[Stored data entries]
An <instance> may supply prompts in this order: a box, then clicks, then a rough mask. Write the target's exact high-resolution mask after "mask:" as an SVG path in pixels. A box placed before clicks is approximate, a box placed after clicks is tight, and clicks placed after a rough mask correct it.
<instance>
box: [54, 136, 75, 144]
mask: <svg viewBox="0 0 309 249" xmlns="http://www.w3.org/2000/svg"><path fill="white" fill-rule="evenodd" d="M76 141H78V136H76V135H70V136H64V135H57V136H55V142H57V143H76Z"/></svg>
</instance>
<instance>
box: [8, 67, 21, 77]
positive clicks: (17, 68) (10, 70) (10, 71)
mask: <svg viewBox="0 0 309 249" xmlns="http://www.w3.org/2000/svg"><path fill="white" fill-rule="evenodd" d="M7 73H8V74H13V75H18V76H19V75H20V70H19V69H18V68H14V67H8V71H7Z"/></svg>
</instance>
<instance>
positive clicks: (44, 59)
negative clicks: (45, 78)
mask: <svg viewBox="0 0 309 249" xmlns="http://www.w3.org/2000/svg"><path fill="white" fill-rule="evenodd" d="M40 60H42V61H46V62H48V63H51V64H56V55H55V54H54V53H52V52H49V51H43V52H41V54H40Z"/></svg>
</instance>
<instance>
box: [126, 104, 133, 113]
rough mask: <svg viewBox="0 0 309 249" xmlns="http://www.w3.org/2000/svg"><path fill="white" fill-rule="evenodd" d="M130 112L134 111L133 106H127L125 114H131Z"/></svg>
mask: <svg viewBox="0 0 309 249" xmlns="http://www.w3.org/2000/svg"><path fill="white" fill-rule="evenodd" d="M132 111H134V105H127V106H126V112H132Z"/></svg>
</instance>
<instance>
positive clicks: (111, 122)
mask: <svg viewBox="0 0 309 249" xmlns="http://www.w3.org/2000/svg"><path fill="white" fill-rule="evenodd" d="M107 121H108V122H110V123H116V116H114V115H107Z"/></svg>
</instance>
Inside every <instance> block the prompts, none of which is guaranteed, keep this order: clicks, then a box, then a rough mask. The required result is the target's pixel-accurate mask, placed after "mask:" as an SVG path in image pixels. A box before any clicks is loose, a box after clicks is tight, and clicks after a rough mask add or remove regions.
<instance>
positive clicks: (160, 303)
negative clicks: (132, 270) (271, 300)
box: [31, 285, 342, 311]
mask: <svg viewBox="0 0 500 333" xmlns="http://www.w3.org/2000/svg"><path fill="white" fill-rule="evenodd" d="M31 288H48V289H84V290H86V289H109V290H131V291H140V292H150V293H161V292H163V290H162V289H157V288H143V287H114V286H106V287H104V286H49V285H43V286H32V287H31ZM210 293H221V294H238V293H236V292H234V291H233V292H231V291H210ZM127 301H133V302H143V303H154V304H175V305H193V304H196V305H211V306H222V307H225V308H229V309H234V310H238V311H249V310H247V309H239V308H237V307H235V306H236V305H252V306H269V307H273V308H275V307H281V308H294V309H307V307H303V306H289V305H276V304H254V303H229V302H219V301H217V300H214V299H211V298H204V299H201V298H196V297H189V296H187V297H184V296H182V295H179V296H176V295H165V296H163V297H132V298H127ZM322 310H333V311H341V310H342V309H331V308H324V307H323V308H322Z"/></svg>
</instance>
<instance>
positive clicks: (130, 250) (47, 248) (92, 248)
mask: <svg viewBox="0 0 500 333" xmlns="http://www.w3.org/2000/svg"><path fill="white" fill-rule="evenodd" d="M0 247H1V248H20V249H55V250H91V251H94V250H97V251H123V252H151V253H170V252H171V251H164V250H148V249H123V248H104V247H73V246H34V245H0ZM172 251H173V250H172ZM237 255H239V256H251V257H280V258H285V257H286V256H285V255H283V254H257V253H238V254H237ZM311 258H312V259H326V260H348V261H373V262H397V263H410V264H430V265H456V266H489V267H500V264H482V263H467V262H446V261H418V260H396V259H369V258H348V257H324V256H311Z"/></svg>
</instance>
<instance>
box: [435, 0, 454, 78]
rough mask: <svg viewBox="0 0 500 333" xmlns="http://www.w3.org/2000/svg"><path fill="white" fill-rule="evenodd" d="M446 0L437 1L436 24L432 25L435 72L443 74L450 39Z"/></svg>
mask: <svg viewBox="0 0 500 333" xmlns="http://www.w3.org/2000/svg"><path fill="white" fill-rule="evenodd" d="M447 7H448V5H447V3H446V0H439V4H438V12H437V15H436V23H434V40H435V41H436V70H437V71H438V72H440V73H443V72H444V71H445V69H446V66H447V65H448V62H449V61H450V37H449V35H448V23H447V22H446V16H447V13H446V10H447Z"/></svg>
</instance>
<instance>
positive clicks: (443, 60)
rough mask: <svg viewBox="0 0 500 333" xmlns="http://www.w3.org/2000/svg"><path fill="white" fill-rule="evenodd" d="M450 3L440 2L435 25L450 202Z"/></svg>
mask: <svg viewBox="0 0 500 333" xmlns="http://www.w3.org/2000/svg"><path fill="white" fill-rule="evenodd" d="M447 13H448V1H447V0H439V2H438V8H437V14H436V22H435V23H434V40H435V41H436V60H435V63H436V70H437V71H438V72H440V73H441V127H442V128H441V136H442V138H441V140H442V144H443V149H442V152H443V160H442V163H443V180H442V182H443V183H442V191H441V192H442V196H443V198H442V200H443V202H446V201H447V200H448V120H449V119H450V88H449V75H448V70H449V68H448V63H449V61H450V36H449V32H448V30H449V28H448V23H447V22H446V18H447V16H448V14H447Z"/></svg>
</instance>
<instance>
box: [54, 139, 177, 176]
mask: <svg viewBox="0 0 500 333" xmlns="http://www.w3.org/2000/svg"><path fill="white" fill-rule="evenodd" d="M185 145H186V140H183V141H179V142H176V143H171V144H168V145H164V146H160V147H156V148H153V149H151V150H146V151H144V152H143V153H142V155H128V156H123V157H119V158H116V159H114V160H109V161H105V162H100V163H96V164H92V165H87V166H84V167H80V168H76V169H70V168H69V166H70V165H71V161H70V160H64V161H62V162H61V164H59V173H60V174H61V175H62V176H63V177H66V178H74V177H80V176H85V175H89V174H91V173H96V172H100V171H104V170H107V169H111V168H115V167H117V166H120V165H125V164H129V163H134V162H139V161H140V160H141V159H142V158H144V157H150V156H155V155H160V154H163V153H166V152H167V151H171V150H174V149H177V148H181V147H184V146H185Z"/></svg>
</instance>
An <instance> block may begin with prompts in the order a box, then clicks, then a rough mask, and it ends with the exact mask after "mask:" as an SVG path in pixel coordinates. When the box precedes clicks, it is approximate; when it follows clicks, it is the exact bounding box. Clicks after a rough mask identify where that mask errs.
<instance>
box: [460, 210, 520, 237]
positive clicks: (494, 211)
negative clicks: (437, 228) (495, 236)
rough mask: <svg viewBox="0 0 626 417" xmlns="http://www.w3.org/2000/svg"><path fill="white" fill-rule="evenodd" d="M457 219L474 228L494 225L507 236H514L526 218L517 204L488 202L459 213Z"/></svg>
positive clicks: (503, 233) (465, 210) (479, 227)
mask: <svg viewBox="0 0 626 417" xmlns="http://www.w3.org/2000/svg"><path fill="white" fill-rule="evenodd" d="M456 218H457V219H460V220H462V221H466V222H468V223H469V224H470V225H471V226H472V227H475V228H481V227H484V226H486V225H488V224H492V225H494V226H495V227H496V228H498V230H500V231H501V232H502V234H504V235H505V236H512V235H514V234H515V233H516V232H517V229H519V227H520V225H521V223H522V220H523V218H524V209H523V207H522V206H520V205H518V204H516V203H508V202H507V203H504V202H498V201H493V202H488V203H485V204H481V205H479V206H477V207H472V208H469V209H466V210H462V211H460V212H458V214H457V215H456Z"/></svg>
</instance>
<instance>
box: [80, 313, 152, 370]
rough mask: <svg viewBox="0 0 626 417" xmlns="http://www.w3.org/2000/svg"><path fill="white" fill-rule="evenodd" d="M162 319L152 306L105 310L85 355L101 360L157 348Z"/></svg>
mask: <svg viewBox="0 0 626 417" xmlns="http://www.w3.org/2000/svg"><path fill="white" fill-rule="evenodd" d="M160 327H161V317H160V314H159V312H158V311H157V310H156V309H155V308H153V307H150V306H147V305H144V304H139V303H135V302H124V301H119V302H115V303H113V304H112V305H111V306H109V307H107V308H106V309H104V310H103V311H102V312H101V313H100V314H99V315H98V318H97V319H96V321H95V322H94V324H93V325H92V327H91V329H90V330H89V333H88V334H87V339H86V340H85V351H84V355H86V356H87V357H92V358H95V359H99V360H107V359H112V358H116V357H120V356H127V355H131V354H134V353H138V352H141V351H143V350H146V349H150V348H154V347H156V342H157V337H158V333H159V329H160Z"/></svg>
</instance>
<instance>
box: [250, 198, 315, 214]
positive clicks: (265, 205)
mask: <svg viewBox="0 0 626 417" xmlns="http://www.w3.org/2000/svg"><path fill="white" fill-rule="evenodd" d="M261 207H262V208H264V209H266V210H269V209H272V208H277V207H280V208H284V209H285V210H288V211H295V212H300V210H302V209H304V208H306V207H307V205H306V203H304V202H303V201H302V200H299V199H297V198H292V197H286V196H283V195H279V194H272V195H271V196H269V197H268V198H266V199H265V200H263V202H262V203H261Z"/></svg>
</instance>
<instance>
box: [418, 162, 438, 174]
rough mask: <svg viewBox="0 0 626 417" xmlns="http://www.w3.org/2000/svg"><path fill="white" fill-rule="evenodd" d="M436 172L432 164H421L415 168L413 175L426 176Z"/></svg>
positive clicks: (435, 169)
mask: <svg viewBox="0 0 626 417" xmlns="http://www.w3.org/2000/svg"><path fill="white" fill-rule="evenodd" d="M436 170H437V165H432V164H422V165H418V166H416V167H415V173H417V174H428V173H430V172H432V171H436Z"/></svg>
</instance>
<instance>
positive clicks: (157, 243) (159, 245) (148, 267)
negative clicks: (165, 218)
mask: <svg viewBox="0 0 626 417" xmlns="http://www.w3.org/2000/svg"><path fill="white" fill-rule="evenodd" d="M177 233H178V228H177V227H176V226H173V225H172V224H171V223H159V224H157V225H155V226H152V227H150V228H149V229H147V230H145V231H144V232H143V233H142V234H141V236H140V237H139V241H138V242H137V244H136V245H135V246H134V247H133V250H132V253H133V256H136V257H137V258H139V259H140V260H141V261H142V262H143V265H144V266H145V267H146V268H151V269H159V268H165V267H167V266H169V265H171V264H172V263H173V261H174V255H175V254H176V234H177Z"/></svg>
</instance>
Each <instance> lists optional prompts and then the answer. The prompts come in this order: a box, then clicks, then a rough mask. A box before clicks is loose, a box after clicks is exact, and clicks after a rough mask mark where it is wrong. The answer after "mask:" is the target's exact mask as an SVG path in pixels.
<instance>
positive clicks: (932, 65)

* [Task details]: Print, from the entries above, the line with "Inside every <instance>", the line with "box: [435, 0, 454, 78]" and all lines between them, exactly and with nothing else.

* [Task answer]:
Inside every <instance> block the prompts, none of which is guaranteed, keep this order: clicks, then a box, then a rough mask. The required result is the target's pixel-accurate mask, placed after "mask:" as an SVG path in image pixels. A box before any clicks is loose, a box after clicks is tight, and clicks after a rough mask add or remove regions.
<instance>
positive clicks: (160, 303)
negative clicks: (132, 270) (271, 300)
box: [31, 285, 342, 311]
mask: <svg viewBox="0 0 500 333" xmlns="http://www.w3.org/2000/svg"><path fill="white" fill-rule="evenodd" d="M31 288H48V289H84V290H86V289H109V290H131V291H140V292H150V293H161V292H163V290H162V289H157V288H143V287H114V286H106V287H104V286H49V285H43V286H32V287H31ZM210 293H221V294H238V293H236V292H234V291H233V292H231V291H210ZM127 301H133V302H143V303H154V304H175V305H193V304H196V305H211V306H222V307H225V308H229V309H234V310H238V311H249V310H247V309H239V308H237V307H235V306H236V305H252V306H269V307H273V308H275V307H281V308H294V309H307V307H303V306H289V305H276V304H254V303H229V302H219V301H217V300H214V299H211V298H204V299H201V298H196V297H189V296H187V297H184V296H182V295H179V296H176V295H165V296H163V297H132V298H127ZM322 310H333V311H341V310H342V309H331V308H324V307H323V308H322Z"/></svg>
</instance>
<instance>
positive clicks: (130, 250) (47, 248) (92, 248)
mask: <svg viewBox="0 0 500 333" xmlns="http://www.w3.org/2000/svg"><path fill="white" fill-rule="evenodd" d="M0 247H1V248H20V249H55V250H91V251H94V250H97V251H123V252H151V253H170V252H171V251H164V250H148V249H123V248H104V247H73V246H34V245H0ZM172 251H173V250H172ZM237 255H239V256H251V257H280V258H285V257H286V256H285V255H283V254H257V253H238V254H237ZM311 258H312V259H326V260H348V261H373V262H397V263H410V264H430V265H456V266H489V267H500V264H482V263H467V262H446V261H418V260H396V259H369V258H348V257H324V256H311Z"/></svg>
</instance>
<instance>
box: [435, 0, 454, 78]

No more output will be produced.